■ **Given text**
04/24/2026
Our letter to the editor responding to ACOG’s new guideline on endometriosis diagnosis was not accepted, but the message remains important.
Endometriosis diagnosis cannot be reduced to a simple “yes or no.”
The guideline acknowledges that ultrasound has a role, and that accuracy depends on the training and expertise of the person performing and interpreting the scan. That point deserves emphasis.
A routine pelvic ultrasound is not the same as an advanced endometriosis mapping ultrasound.
Modern imaging should evaluate more than the uterus and ovaries. It should assess for endometriomas, adenomyosis, deep disease, pelvic mobility, sliding sign, bowel involvement, bladder disease, uterosacral disease, rectovaginal disease, and other findings that may change treatment planning.
But even excellent imaging is only one part of the picture.
Chronic pelvic pain is often driven by multiple overlapping contributors, including adenomyosis, pelvic floor dysfunction, bladder pain, bowel disorders, neuropathic pain, nociplastic pain, and central sensitization.

■ **Provided data**
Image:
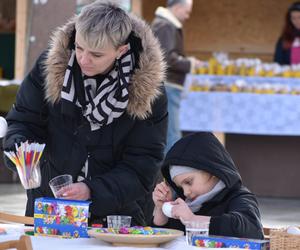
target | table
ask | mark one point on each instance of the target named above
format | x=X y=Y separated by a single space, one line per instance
x=241 y=112
x=50 y=243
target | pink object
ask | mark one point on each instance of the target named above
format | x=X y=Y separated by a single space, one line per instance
x=295 y=52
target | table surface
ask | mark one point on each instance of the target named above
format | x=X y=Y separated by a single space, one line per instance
x=242 y=113
x=45 y=243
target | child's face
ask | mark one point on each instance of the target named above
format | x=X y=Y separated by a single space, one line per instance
x=196 y=183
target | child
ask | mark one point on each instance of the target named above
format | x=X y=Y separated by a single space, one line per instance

■ **Work request A**
Reproduce word for word the part of the endometriosis text that begins at the words "But even excellent" and stops after "and central sensitization.".
■ **Work request B**
In the endometriosis text, what does the accuracy of ultrasound depend on?
■ **Work request C**
Carry on writing the endometriosis text from the point where it stops.

■ **Final answer A**
But even excellent imaging is only one part of the picture.
Chronic pelvic pain is often driven by multiple overlapping contributors, including adenomyosis, pelvic floor dysfunction, bladder pain, bowel disorders, neuropathic pain, nociplastic pain, and central sensitization.

■ **Final answer B**
The training and expertise of the person performing and interpreting the scan.

■ **Final answer C**
So the question should not only be, “Can we see endometriosis?”
It should be: What else is contributing to this person’s pain? What needs to be mapped? What needs to be treated? And what does the care team need to know before any intervention?
The future of endometriosis care is not ultrasound versus laparoscopy.
It is clinical phenotyping, advanced imaging, standardized reporting, and multidisciplinary planning.
Proud to have written this letter with Jorge Carrillo and Juan Diego Villegas. The letter was not accepted, but the conversation still needs to happen.